Copy out the lines that start at the one containing "Target: cookie stack" and end at the one containing "125 103 L 99", including both of those lines. Output only that span, unchanged.

» PROVIDED MATERIAL
◆ ◆ ◆ ◆ ◆ ◆ ◆

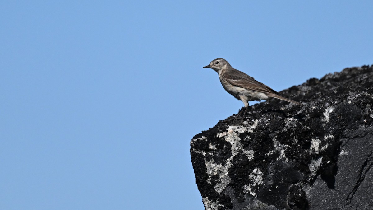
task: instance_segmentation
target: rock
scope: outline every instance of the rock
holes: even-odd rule
[[[373,209],[373,66],[280,94],[191,141],[205,209]]]

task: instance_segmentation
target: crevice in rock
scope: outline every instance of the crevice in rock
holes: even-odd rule
[[[360,173],[359,174],[359,178],[357,180],[357,182],[356,182],[356,183],[354,186],[354,189],[352,189],[352,191],[351,191],[348,194],[348,195],[347,196],[347,197],[346,198],[346,201],[347,204],[349,204],[351,203],[351,201],[352,201],[352,199],[354,198],[354,196],[355,195],[355,194],[356,192],[357,189],[359,188],[359,187],[360,186],[360,185],[361,182],[364,180],[364,179],[365,178],[365,175],[368,172],[370,169],[372,168],[372,166],[373,166],[373,161],[372,161],[372,154],[373,154],[371,152],[368,157],[367,157],[366,159],[365,160],[365,161],[364,161],[364,163],[363,164],[363,166],[361,166],[361,169],[360,171]],[[369,163],[369,165],[368,165],[368,163]],[[364,170],[365,167],[367,167],[366,169]]]

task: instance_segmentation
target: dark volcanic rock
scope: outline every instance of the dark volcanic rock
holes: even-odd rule
[[[372,67],[280,93],[192,140],[205,209],[373,209]]]

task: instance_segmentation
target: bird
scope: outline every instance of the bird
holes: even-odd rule
[[[271,98],[297,105],[303,105],[300,103],[282,96],[270,87],[256,80],[245,73],[233,68],[228,61],[223,58],[215,59],[203,68],[212,68],[217,72],[220,82],[224,89],[244,103],[245,108],[245,113],[249,106],[249,101],[260,101],[261,100],[267,100]]]

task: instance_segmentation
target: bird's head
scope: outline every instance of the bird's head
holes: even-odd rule
[[[219,73],[222,70],[231,67],[229,63],[223,58],[217,58],[210,62],[210,64],[203,68],[211,68]]]

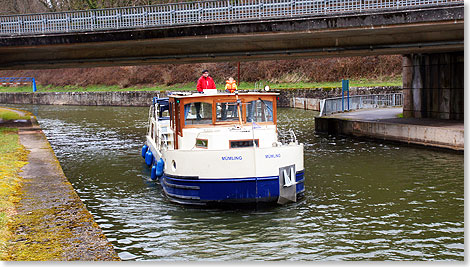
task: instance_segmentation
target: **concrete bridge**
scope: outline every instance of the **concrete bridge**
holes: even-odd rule
[[[192,2],[0,25],[0,69],[403,54],[405,116],[463,119],[461,0]]]

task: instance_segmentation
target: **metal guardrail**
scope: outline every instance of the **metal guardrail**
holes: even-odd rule
[[[222,0],[0,16],[0,36],[326,15],[464,0]]]
[[[344,99],[346,100],[346,99]],[[354,95],[349,97],[349,110],[403,106],[403,94]],[[320,117],[343,111],[343,98],[334,97],[320,101]]]
[[[37,90],[36,79],[33,77],[0,77],[0,86],[21,84],[31,84],[33,87],[33,92],[36,92]]]

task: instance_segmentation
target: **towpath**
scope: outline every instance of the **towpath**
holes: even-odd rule
[[[18,127],[20,142],[30,153],[20,173],[24,183],[11,223],[11,260],[119,260],[65,177],[34,116],[31,122]]]

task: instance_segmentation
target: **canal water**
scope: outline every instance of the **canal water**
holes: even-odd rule
[[[317,135],[279,110],[305,144],[305,197],[286,206],[172,204],[140,156],[147,108],[10,105],[33,112],[66,176],[123,260],[464,260],[464,157]]]

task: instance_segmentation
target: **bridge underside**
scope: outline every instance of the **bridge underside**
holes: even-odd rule
[[[438,18],[438,19],[436,19]],[[0,39],[0,69],[463,51],[463,5]]]
[[[464,120],[464,53],[403,56],[403,116]]]

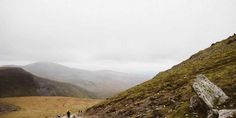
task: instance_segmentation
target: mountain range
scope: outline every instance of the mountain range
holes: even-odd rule
[[[38,77],[19,67],[1,67],[0,97],[17,96],[96,97],[81,87]]]
[[[111,97],[147,80],[145,76],[111,70],[88,71],[51,62],[37,62],[22,67],[39,77],[82,87],[99,98]]]
[[[219,107],[236,108],[236,34],[89,108],[86,114],[102,118],[206,118],[206,111],[190,109],[190,98],[196,95],[192,84],[198,74],[204,74],[229,96]]]

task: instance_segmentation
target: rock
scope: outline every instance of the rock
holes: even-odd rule
[[[201,98],[210,109],[223,104],[229,98],[221,88],[210,82],[207,77],[202,74],[197,75],[192,87],[198,97]]]
[[[234,110],[219,110],[218,118],[235,118],[236,117],[236,109]]]
[[[189,108],[191,109],[192,112],[196,113],[205,112],[209,110],[207,105],[196,95],[190,98]]]

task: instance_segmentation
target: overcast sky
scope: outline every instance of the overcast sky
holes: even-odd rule
[[[236,33],[236,0],[0,0],[0,65],[157,73]]]

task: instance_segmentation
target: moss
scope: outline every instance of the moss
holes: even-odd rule
[[[142,112],[149,115],[151,113],[148,111],[154,111],[165,105],[166,107],[159,111],[159,115],[162,114],[163,117],[176,116],[182,118],[186,114],[192,117],[188,106],[189,99],[195,94],[191,85],[198,74],[206,75],[210,81],[221,87],[227,95],[230,95],[232,100],[229,104],[235,103],[236,94],[232,94],[235,91],[234,85],[236,83],[235,40],[236,35],[217,42],[211,47],[194,54],[186,61],[173,66],[171,69],[158,73],[153,79],[120,93],[102,104],[109,103],[111,105],[109,107],[115,108],[119,104],[119,108],[124,111],[132,109],[136,113]],[[152,99],[149,99],[150,97]],[[120,98],[124,99],[117,101]],[[129,99],[132,99],[133,102],[129,103],[130,107],[127,108],[125,105]],[[155,104],[148,105],[148,101],[152,101]],[[134,105],[135,103],[139,103],[139,105]],[[88,113],[104,113],[107,109],[110,109],[109,107],[92,108],[97,111],[88,111]],[[107,114],[116,116],[112,112]]]

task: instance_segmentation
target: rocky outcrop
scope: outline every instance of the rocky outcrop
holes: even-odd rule
[[[218,106],[224,104],[229,97],[221,88],[210,82],[206,76],[197,75],[192,87],[197,94],[197,97],[193,96],[190,99],[190,108],[193,111],[196,109],[205,110],[208,118],[234,118],[236,116],[236,109],[218,110]]]

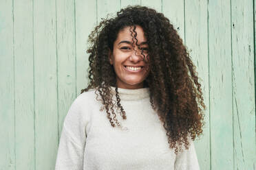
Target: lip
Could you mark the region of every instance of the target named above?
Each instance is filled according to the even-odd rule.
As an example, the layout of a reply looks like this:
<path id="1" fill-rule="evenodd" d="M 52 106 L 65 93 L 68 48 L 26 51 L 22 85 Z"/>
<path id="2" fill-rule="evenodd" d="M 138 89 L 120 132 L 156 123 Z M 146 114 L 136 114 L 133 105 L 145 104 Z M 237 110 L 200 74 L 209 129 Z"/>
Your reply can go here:
<path id="1" fill-rule="evenodd" d="M 129 70 L 129 69 L 127 69 L 125 67 L 125 66 L 122 66 L 122 67 L 124 68 L 124 69 L 125 71 L 129 71 L 129 72 L 131 72 L 131 73 L 138 73 L 138 72 L 142 71 L 143 69 L 144 69 L 144 68 L 145 68 L 145 66 L 134 66 L 134 67 L 142 66 L 142 68 L 141 68 L 140 70 L 136 71 L 136 70 Z"/>

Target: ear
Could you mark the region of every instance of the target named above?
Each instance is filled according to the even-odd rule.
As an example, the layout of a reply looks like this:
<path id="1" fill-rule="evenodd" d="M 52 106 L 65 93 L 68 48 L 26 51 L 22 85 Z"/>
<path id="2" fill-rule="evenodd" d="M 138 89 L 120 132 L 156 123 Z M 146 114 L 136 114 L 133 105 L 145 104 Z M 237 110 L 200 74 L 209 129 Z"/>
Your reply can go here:
<path id="1" fill-rule="evenodd" d="M 111 52 L 111 50 L 109 50 L 109 63 L 110 64 L 113 65 L 113 54 Z"/>

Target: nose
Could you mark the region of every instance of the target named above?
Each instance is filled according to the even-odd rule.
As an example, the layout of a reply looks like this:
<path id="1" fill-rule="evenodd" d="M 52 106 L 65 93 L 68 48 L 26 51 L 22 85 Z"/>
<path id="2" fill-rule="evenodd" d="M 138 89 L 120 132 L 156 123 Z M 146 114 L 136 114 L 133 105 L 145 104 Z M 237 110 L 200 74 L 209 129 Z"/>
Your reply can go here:
<path id="1" fill-rule="evenodd" d="M 129 57 L 129 60 L 132 62 L 137 63 L 137 62 L 139 62 L 142 60 L 142 56 L 140 51 L 134 49 L 132 53 L 131 53 L 131 56 Z"/>

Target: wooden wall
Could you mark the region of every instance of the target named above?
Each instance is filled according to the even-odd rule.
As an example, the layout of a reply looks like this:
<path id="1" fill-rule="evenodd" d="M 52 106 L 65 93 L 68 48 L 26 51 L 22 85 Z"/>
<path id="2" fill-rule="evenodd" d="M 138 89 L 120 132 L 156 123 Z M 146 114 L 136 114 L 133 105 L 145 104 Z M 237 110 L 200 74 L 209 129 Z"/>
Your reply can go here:
<path id="1" fill-rule="evenodd" d="M 191 50 L 207 107 L 201 169 L 255 169 L 255 0 L 1 0 L 1 170 L 54 169 L 87 36 L 135 4 L 163 12 Z"/>

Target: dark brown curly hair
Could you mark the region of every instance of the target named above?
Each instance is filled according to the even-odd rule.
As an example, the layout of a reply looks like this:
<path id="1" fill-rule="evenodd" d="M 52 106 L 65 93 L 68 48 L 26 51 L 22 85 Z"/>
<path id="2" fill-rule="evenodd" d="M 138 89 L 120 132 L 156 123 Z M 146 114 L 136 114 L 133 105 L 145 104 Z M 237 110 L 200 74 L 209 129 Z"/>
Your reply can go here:
<path id="1" fill-rule="evenodd" d="M 150 56 L 150 70 L 144 87 L 149 88 L 151 105 L 163 123 L 170 148 L 175 149 L 177 154 L 181 149 L 179 146 L 189 148 L 189 137 L 195 140 L 202 133 L 205 105 L 195 66 L 182 40 L 163 14 L 135 5 L 120 10 L 115 18 L 102 19 L 89 36 L 89 84 L 81 93 L 95 88 L 101 97 L 100 100 L 111 125 L 120 126 L 110 93 L 111 86 L 116 87 L 116 105 L 122 119 L 126 119 L 109 52 L 113 51 L 118 32 L 126 27 L 130 27 L 133 40 L 136 40 L 136 25 L 143 29 Z"/>

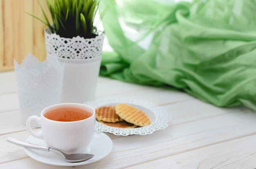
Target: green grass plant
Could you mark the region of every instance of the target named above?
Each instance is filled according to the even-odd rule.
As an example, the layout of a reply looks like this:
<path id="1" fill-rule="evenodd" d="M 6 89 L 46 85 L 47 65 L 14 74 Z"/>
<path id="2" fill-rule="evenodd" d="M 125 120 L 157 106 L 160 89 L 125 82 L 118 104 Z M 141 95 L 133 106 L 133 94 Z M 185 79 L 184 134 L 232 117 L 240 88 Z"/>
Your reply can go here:
<path id="1" fill-rule="evenodd" d="M 52 33 L 60 36 L 72 38 L 80 36 L 85 38 L 95 37 L 97 25 L 94 25 L 100 0 L 46 0 L 52 23 L 38 1 L 45 20 L 35 15 L 27 13 L 47 25 Z M 112 1 L 112 2 L 113 1 Z M 111 3 L 99 19 L 101 20 Z"/>

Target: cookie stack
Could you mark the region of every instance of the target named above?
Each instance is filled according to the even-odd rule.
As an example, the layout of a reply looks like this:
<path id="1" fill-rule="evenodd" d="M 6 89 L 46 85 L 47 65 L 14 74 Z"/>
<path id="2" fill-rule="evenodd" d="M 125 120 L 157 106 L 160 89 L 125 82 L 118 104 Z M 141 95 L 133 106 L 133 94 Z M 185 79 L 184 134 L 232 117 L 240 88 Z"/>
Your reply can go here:
<path id="1" fill-rule="evenodd" d="M 125 103 L 99 107 L 96 109 L 96 116 L 99 122 L 114 127 L 132 128 L 152 123 L 145 113 Z"/>

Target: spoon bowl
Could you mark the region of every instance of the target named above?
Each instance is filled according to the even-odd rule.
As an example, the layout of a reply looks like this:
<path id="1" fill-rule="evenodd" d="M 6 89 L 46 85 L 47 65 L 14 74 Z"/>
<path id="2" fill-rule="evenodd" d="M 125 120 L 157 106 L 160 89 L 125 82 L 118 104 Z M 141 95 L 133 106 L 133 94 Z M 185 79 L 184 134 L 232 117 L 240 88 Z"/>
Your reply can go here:
<path id="1" fill-rule="evenodd" d="M 79 162 L 85 161 L 94 157 L 94 155 L 87 153 L 76 153 L 67 154 L 58 149 L 51 148 L 49 147 L 35 145 L 27 142 L 21 141 L 12 137 L 7 139 L 7 141 L 15 145 L 22 146 L 30 149 L 36 149 L 47 151 L 52 151 L 58 153 L 65 158 L 67 161 L 71 162 Z"/>

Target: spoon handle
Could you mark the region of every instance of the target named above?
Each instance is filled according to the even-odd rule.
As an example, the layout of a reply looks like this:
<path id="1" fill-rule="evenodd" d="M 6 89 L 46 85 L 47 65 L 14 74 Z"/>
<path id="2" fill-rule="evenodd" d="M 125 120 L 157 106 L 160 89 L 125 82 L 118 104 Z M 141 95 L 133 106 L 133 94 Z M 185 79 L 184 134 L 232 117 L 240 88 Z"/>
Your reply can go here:
<path id="1" fill-rule="evenodd" d="M 25 147 L 29 148 L 30 149 L 36 149 L 39 150 L 43 150 L 49 151 L 50 148 L 49 147 L 41 146 L 39 145 L 34 145 L 32 143 L 29 143 L 27 142 L 21 141 L 19 140 L 16 139 L 12 137 L 9 137 L 7 139 L 7 141 L 15 145 L 22 146 Z"/>

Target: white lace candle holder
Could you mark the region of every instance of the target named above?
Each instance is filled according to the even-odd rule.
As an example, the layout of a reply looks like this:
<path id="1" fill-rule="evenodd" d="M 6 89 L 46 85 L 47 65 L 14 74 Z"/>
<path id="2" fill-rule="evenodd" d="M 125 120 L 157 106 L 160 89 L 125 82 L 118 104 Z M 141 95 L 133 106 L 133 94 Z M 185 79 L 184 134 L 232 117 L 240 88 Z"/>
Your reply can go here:
<path id="1" fill-rule="evenodd" d="M 29 54 L 20 65 L 14 59 L 21 121 L 40 116 L 41 111 L 61 102 L 64 67 L 54 57 L 40 62 Z M 36 123 L 34 127 L 40 127 Z"/>

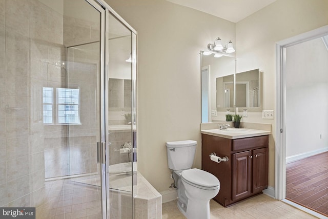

◆ ◆ ◆ ◆ ◆ ◆ ◆

» WRITTEN RESPONSE
Target: cookie stack
Could you mark the region of every instance of the target named above?
Each instance is filled according to the even-odd rule.
As an example, the layout of a reply looks like this:
<path id="1" fill-rule="evenodd" d="M 6 89 L 46 85 L 47 65 L 14 74 Z"/>
<path id="2" fill-rule="evenodd" d="M 125 120 L 157 106 L 160 89 L 125 82 L 118 104 Z M 141 95 L 133 106 L 133 94 Z M 185 79 L 184 134 L 232 117 L 240 88 Z"/>
Your reply can go here:
<path id="1" fill-rule="evenodd" d="M 125 103 L 99 107 L 96 109 L 96 116 L 99 122 L 114 127 L 132 128 L 152 123 L 145 113 Z"/>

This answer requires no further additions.